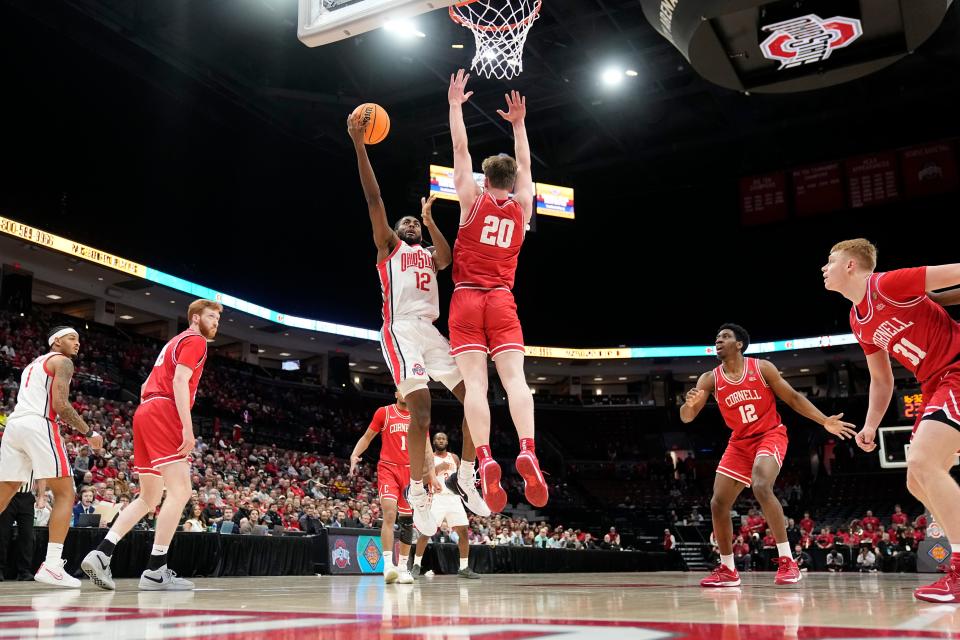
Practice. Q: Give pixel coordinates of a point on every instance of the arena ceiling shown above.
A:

--

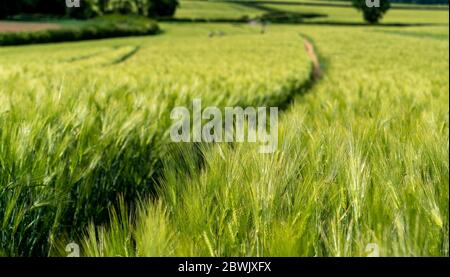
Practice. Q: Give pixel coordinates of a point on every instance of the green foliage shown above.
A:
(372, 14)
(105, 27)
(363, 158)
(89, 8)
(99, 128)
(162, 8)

PROBLEM TO WORK ON –
List every line of the records that contains the word "shown".

RESPONSE FOR THIS EXERCISE –
Practice. Q: Give pixel coordinates of a point on every instance of the arena ceiling shown above.
Practice. Q: Give pixel coordinates of a point on every instance of the green foliage shown above.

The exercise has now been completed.